--- begin ---

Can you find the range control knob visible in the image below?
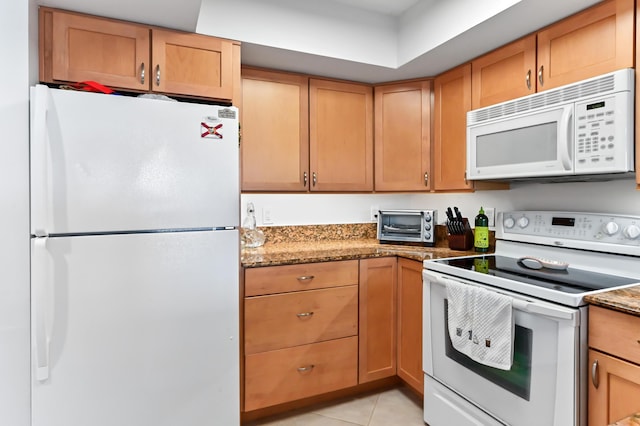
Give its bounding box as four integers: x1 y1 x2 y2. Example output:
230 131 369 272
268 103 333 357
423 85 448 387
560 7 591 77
518 216 529 228
503 216 516 229
602 222 620 235
623 225 640 240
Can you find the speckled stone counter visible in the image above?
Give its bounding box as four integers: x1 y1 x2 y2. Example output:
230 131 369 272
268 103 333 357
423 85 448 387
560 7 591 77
241 223 476 268
585 286 640 316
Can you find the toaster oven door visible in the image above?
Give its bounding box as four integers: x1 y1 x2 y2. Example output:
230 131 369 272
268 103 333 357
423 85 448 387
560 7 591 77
378 210 431 243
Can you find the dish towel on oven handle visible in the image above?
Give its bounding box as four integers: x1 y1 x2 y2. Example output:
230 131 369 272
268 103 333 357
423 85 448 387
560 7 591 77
445 280 515 370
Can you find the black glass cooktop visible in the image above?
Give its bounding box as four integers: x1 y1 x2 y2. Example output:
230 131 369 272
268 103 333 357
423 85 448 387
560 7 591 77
434 255 638 293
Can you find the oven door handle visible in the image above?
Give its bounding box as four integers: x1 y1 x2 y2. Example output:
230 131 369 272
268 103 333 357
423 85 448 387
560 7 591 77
512 299 576 321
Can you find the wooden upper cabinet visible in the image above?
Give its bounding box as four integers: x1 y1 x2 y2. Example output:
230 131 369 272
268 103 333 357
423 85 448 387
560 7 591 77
374 80 431 191
538 0 634 91
240 68 309 191
433 64 473 191
150 29 233 99
39 8 239 100
471 34 536 109
39 8 151 91
309 79 373 192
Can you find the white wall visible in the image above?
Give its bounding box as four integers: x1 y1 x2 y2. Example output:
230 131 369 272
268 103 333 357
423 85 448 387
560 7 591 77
0 1 30 426
242 180 640 226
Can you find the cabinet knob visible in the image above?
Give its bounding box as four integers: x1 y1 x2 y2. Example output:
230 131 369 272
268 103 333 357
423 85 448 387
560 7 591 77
298 364 315 373
538 65 544 86
296 275 315 282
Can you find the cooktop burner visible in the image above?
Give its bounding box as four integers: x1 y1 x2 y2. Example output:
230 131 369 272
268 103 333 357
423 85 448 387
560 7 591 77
432 255 638 294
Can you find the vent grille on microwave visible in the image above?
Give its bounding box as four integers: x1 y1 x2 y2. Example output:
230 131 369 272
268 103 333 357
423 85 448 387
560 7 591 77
467 69 633 125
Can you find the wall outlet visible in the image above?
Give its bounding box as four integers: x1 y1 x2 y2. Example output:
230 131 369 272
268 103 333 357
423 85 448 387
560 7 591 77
262 207 273 225
371 206 380 222
484 207 496 228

--- end ---

Problem description: Rewrite every one of the entries above, changing "bounding box" to "enclosing rectangle" wherever it appears and keeping everything else the same. Omit the pictures from your version.

Solution to the exercise:
Can you find the range control knob visible in the image below?
Give its enclosing rectangle as four integers: x1 y1 x2 y2. Example output:
230 131 369 272
268 103 333 357
423 85 448 387
560 7 591 77
518 216 529 228
503 216 516 229
602 222 620 235
623 225 640 240
Can you find the speckled stone counter visible in the image above?
Give its enclosing rectangle as four integers: x1 y1 x2 y2. Example output:
230 131 369 272
268 103 333 357
423 85 448 387
560 7 591 77
241 223 476 268
585 286 640 316
Can you find the toaster oven door visible in the image above?
Give its enclosing rectangle as four integers: x1 y1 x2 y2. Example output:
230 131 369 272
268 103 333 357
423 85 448 387
560 7 591 77
378 210 431 243
Can you find the dish towel on oven handle visible in the image above?
Give its enclosing rectangle as four integers: x1 y1 x2 y2. Example output:
230 131 369 272
268 103 333 357
423 85 448 387
560 7 591 77
445 280 515 370
Can you find the black glass cooktop visible in the image above?
Give its enclosing rectangle as four integers: x1 y1 x2 y2. Example output:
230 131 369 272
268 103 333 357
423 85 448 387
560 7 591 77
434 255 638 293
Can you find the oven door handle visible in the image above?
Give its enclosing rectangle as four integers: x1 y1 x2 y2. Example output:
230 131 369 272
268 103 333 357
423 85 448 387
560 7 591 77
512 299 576 321
Can you find the wooden upper cabinet visible in the image above?
Give its enclosing rectangle as four integers: x1 y1 x2 y2. Example output:
230 131 369 272
268 103 333 357
423 85 448 387
560 7 591 77
374 80 431 191
538 0 634 91
240 68 309 191
433 64 473 191
150 29 233 99
39 8 239 100
471 34 536 109
39 8 151 91
309 79 373 192
Can you find the white wall visible in the image above?
Give its enclosing rectangle as four integers: x1 y1 x2 y2. Example output:
230 131 369 272
268 103 333 357
423 85 448 387
560 7 591 77
0 1 30 426
242 180 640 226
Can you find the cabinet knob visible in the image above?
Give its enclosing rectangle as four integers: x1 y1 x2 y2. Example output:
230 131 369 272
268 103 333 357
423 85 448 387
560 7 591 77
298 364 315 373
538 65 544 86
296 275 315 282
Can you find the cooktop burner visible in the image above?
Give its enclosing rectangle as four integers: x1 y1 x2 y2. Example output:
230 131 369 272
268 103 333 357
423 85 448 387
560 7 591 77
432 255 638 294
Can you find the vent grille on microwave visible in the image above?
Give its enclosing rectangle as four integers: x1 y1 x2 y2. Example output:
230 131 369 272
268 103 333 357
423 85 448 387
560 7 591 77
467 69 633 125
Can you find the wall outlet visible in the image above?
Give its enclosing rectangle as four integers: x1 y1 x2 y2. Example output:
230 131 369 272
268 103 333 357
423 85 448 387
560 7 591 77
262 207 273 225
371 206 380 222
484 207 496 228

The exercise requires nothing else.